Exercise –
Set down each of the items below exactly as it is shown, keeping every line unchanged, but leave the pictures out.
— Start Stored data —
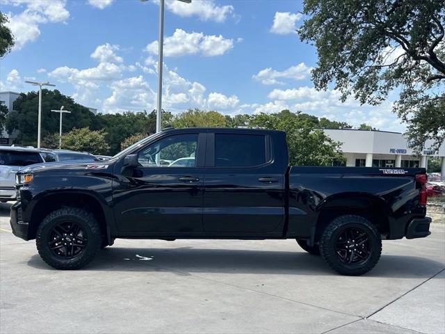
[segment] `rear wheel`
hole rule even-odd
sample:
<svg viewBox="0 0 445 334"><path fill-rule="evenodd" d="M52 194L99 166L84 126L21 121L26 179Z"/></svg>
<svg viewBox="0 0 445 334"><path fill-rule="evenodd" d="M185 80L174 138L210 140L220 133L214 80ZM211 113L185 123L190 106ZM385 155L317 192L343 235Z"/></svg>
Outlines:
<svg viewBox="0 0 445 334"><path fill-rule="evenodd" d="M342 275L367 273L378 262L382 240L375 227L360 216L341 216L332 221L320 239L321 255Z"/></svg>
<svg viewBox="0 0 445 334"><path fill-rule="evenodd" d="M304 239L297 239L297 244L309 254L314 255L320 255L320 247L318 245L308 246L307 241Z"/></svg>
<svg viewBox="0 0 445 334"><path fill-rule="evenodd" d="M35 238L42 259L56 269L77 269L89 263L102 244L92 214L76 207L54 211L42 221Z"/></svg>

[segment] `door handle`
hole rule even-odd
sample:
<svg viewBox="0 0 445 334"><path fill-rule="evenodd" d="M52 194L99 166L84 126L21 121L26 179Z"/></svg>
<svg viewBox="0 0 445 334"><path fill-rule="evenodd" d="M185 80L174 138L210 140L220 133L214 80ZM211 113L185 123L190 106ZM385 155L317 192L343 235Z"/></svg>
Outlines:
<svg viewBox="0 0 445 334"><path fill-rule="evenodd" d="M200 180L198 177L193 177L192 176L184 176L184 177L179 177L179 181L181 182L197 182Z"/></svg>
<svg viewBox="0 0 445 334"><path fill-rule="evenodd" d="M278 179L275 179L275 177L260 177L259 179L258 179L258 181L259 181L260 182L267 182L267 183L273 183L273 182L278 182Z"/></svg>

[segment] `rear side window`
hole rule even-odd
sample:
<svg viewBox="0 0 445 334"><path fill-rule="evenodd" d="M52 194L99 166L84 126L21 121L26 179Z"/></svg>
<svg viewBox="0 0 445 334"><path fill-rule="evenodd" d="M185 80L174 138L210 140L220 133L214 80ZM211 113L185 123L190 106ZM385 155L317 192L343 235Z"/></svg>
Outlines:
<svg viewBox="0 0 445 334"><path fill-rule="evenodd" d="M0 151L0 165L28 166L43 162L37 152Z"/></svg>
<svg viewBox="0 0 445 334"><path fill-rule="evenodd" d="M95 157L90 154L79 154L73 153L59 153L59 161L70 161L72 160L94 160Z"/></svg>
<svg viewBox="0 0 445 334"><path fill-rule="evenodd" d="M215 134L216 167L254 167L267 162L266 136L257 134Z"/></svg>
<svg viewBox="0 0 445 334"><path fill-rule="evenodd" d="M42 152L42 155L45 162L53 162L56 161L56 154L49 152Z"/></svg>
— End Stored data —
Expected answer –
[segment] `rear wheel`
hole rule even-odd
sample:
<svg viewBox="0 0 445 334"><path fill-rule="evenodd" d="M52 194L99 166L84 126L21 121L26 179Z"/></svg>
<svg viewBox="0 0 445 334"><path fill-rule="evenodd" d="M185 80L174 138L210 140L220 133L214 80ZM211 113L185 123L190 106ZM385 155L317 192L343 235Z"/></svg>
Outlines:
<svg viewBox="0 0 445 334"><path fill-rule="evenodd" d="M342 275L367 273L378 262L382 240L375 227L360 216L341 216L332 221L320 239L321 255Z"/></svg>
<svg viewBox="0 0 445 334"><path fill-rule="evenodd" d="M304 239L297 239L297 244L309 254L314 255L320 255L320 247L318 245L308 246L307 241Z"/></svg>
<svg viewBox="0 0 445 334"><path fill-rule="evenodd" d="M35 238L42 259L56 269L77 269L89 263L102 244L92 214L76 207L54 211L42 221Z"/></svg>

[segment] `door handle`
hole rule even-odd
sample:
<svg viewBox="0 0 445 334"><path fill-rule="evenodd" d="M52 194L99 166L84 126L21 121L26 179Z"/></svg>
<svg viewBox="0 0 445 334"><path fill-rule="evenodd" d="M185 80L174 138L210 140L220 133L214 80ZM211 113L185 123L190 106ZM385 155L317 192L343 235Z"/></svg>
Outlines:
<svg viewBox="0 0 445 334"><path fill-rule="evenodd" d="M200 180L198 177L193 177L192 176L184 176L184 177L179 177L179 181L181 182L197 182Z"/></svg>
<svg viewBox="0 0 445 334"><path fill-rule="evenodd" d="M278 179L275 179L275 177L260 177L259 179L258 179L258 181L259 181L260 182L267 182L267 183L273 183L273 182L278 182Z"/></svg>

[segment] `rear side window`
hole rule even-odd
sample:
<svg viewBox="0 0 445 334"><path fill-rule="evenodd" d="M52 194L99 166L84 126L21 121L26 179Z"/></svg>
<svg viewBox="0 0 445 334"><path fill-rule="evenodd" d="M185 80L174 138L210 140L220 133L214 80ZM211 113L185 123L190 106ZM385 155L317 192L343 235Z"/></svg>
Outlines:
<svg viewBox="0 0 445 334"><path fill-rule="evenodd" d="M0 151L0 165L28 166L43 162L37 152Z"/></svg>
<svg viewBox="0 0 445 334"><path fill-rule="evenodd" d="M95 157L90 154L79 154L73 153L59 153L59 161L70 161L72 160L94 160Z"/></svg>
<svg viewBox="0 0 445 334"><path fill-rule="evenodd" d="M215 134L216 167L254 167L267 162L266 136L257 134Z"/></svg>
<svg viewBox="0 0 445 334"><path fill-rule="evenodd" d="M42 152L42 155L45 162L53 162L56 161L56 154L49 152Z"/></svg>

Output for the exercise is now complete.